**Kısa alıştırma 1**
Aşağıdaki şehrin anatomisi konulu metinde "Bir şehrin anatomisi nedir?" ifadesinden "durum nasıl oluşmuştur!" ifadesine kadar uzanan bölümün tamamını kelimesi kelimesine yeniden yazın.

**Belge bölümü**
---+---

Bir şehrin anatomisi nedir?
Şehirlerin oluşumu ve tanımlanması tarihçiler ve sosyologlar tarafından dünya var olduğundan beri farklı şekilde açıklanmaya çalışılmıştır. Tarihçiler bir şehrin oluşumunu daha çok orada meydana gelen ekonomik ve demografik faaliyetler, coğrafi konum (suya yakın olma, deniz kenarında oluşum, kalesi ve savunması güçlü olma vs.) gibi kavramlarla anlatırken sosyologlar buna ek olarak kültür yapılanmasını katarak bir şehrin anatomisini tamamlarlar. Peki, durum nasıl oluşmuştur!
Tarihsel
süreç içinde şehirlerin oluşumları aynı zamanda uygarlık tarihinin de yazılmasına
sebep olmuştur. Uygarlıkların tarihi ile şehir yapılanmaları daima eş
zamanlıdır demek yanlış olmaz. Zira dünya tarihi incelendiğinde bir yerde
medeniyet oluşmuşsa orada muhakkak bir şehir yapılanması olduğu görülmüştür. Düşünme
ve analiz etme, uygarlık yolunda atılması gereken ilk hamle olduğundan fikir
hareketleri de ilkönce şehirlerde meydana gelmiştir. Çünkü şehir medeniyetin
merkezidir. Bir ülkenin medeniyeti sahip olduğu şehirlerin uygarlık seviyesi
ile ölçülür. Tüm bunlar dikkate alındığında bir yerde bir şehir doğmuşsa orada
bir medeniyetin doğduğu da görülmüştür aynı zamanda. Medeniyet veya uygarlık
zaten şehir ile eş anlamlı olup “medeni” yani “şehir” kelimesi tarih boyunca
yan yana yürümüştür.

---+---

**Kısa alıştırma 2**
Kayıtlarda "Put a pin on every instance of the dry field" ifadesinin geçtiği satırdan başlayıp kayıtların sonuna kadar uzanan kısmı, bu satır da dahil olmak üzere, "dry field" yerine "parched field" koyarak ve geri kalan her şeyi aynen bırakarak verin.

---+---

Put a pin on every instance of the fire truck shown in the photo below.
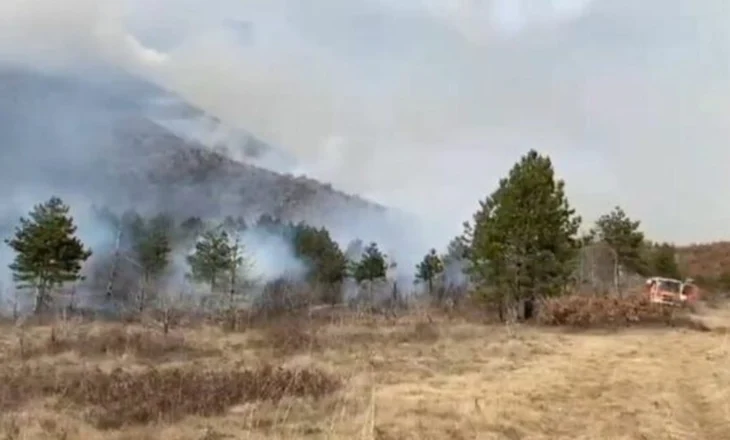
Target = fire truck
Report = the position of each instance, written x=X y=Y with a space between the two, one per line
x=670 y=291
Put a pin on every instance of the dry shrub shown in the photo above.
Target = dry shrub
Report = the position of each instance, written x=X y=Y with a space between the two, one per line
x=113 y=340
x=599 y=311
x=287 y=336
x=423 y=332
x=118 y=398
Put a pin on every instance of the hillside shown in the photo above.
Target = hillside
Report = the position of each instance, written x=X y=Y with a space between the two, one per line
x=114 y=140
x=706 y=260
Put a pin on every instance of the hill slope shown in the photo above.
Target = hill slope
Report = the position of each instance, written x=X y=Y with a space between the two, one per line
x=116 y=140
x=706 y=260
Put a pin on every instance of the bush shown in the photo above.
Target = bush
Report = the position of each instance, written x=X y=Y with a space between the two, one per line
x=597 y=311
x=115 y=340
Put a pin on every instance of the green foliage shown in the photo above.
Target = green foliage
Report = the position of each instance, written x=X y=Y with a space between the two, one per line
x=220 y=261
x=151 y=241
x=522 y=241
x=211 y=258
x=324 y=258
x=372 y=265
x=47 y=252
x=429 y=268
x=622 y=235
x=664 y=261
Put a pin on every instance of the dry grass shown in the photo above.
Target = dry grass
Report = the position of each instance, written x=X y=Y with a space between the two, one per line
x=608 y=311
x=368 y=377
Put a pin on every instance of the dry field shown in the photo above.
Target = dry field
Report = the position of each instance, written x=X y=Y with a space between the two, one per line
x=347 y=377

---+---

**Doğru cevap 1**
Bir şehrin anatomisi nedir?
Şehirlerin oluşumu ve tanımlanması tarihçiler ve sosyologlar tarafından dünya var olduğundan beri farklı şekilde açıklanmaya çalışılmıştır. Tarihçiler bir şehrin oluşumunu daha çok orada meydana gelen ekonomik ve demografik faaliyetler, coğrafi konum (suya yakın olma, deniz kenarında oluşum, kalesi ve savunması güçlü olma vs.) gibi kavramlarla anlatırken sosyologlar buna ek olarak kültür yapılanmasını katarak bir şehrin anatomisini tamamlarlar. Peki, durum nasıl oluşmuştur!

**Doğru cevap 2**
Put a pin on every instance of the parched field shown in the photo above.
Target = parched field
Report = the position of each instance, written x=X y=Y with a space between the two, one per line
x=347 y=377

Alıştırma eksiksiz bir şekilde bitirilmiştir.